WHAT THE TASK ASKS:
Turn the lines below into a numbered list without blank lines, starting at the line containing "Note to the class: indicate the fox" and running through the last line of the items, both ends included.

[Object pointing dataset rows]
━━━━━━━━
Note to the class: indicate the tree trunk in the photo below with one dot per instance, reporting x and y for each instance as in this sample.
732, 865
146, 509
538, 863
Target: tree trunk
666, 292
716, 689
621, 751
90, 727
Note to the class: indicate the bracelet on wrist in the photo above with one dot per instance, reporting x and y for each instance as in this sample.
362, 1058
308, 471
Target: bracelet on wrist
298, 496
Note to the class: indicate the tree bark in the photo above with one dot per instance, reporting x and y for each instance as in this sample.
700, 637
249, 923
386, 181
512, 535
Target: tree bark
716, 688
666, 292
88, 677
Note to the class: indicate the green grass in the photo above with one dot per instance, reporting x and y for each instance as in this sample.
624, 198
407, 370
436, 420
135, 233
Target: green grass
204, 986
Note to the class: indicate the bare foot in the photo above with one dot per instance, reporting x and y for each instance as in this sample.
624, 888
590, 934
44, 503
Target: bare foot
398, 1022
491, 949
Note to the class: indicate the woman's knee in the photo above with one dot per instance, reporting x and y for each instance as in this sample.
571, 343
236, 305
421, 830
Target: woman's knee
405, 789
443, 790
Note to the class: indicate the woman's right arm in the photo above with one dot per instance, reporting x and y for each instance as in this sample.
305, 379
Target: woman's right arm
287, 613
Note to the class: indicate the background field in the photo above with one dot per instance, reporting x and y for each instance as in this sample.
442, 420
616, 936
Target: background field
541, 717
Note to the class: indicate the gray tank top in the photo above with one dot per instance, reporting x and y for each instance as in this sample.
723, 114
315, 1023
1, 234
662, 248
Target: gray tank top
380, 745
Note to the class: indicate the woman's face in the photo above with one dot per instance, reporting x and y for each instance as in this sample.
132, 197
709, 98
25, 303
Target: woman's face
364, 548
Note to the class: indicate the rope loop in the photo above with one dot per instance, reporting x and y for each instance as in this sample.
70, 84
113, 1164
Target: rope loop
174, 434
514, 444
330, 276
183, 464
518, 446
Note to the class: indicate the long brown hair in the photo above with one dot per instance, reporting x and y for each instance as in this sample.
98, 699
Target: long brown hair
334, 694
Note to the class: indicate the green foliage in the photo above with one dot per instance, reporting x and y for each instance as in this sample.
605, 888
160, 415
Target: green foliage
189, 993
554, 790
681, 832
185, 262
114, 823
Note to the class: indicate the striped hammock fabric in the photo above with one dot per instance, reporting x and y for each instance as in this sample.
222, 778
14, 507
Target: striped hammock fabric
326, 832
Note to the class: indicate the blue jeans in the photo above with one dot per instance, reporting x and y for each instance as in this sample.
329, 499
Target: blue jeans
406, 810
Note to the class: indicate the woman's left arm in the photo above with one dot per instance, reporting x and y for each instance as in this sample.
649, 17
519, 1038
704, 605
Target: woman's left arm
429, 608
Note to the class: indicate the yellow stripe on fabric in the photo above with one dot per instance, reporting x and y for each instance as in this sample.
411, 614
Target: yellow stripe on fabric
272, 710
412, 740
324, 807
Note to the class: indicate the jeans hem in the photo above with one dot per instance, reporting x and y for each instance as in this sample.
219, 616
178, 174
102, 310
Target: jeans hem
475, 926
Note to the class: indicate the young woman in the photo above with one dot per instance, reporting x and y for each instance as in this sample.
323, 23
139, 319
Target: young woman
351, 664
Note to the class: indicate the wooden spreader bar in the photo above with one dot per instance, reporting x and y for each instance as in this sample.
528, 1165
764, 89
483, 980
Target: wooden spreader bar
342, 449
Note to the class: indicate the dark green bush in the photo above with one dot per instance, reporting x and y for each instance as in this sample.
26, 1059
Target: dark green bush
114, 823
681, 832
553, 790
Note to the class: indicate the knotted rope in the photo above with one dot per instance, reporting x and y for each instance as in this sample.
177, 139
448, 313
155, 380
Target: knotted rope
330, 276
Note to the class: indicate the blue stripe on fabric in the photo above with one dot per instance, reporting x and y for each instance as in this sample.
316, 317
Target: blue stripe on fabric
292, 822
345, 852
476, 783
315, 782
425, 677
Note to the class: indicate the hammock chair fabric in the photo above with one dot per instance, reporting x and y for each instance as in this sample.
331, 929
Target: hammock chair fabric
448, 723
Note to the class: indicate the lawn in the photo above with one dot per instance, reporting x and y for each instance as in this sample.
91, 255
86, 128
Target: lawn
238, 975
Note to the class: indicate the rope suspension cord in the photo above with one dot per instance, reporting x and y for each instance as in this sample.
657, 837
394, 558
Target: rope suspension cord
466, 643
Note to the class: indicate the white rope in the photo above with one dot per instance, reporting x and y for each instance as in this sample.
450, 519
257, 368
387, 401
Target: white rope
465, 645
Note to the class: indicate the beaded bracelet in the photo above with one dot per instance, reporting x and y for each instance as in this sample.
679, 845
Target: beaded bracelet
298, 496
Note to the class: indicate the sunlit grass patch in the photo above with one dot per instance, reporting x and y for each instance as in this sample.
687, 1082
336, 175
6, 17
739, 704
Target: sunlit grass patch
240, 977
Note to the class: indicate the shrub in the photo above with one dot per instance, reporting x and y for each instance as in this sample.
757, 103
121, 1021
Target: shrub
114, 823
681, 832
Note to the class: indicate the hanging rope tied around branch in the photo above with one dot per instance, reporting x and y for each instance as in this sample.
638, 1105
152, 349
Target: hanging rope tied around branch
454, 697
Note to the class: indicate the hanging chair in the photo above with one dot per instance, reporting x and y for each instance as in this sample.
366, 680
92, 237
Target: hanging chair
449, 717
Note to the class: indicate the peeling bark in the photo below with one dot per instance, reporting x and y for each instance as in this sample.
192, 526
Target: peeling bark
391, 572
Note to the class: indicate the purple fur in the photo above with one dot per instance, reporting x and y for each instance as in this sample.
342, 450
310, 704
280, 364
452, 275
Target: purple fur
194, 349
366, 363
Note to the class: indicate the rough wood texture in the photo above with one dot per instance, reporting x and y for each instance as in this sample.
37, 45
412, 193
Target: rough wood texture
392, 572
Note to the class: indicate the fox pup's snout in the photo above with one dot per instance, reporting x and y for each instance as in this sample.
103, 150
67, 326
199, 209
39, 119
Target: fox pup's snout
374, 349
━━━━━━━━
REPLY TO THE EXERCISE:
1. Note to the class: indicate the fox pup's snout in the photo above with one dot per instance, reporting x and y for each instance as in this sample.
2. 103, 150
3. 67, 326
4. 199, 209
5. 39, 119
6. Target: fox pup's snout
7. 374, 349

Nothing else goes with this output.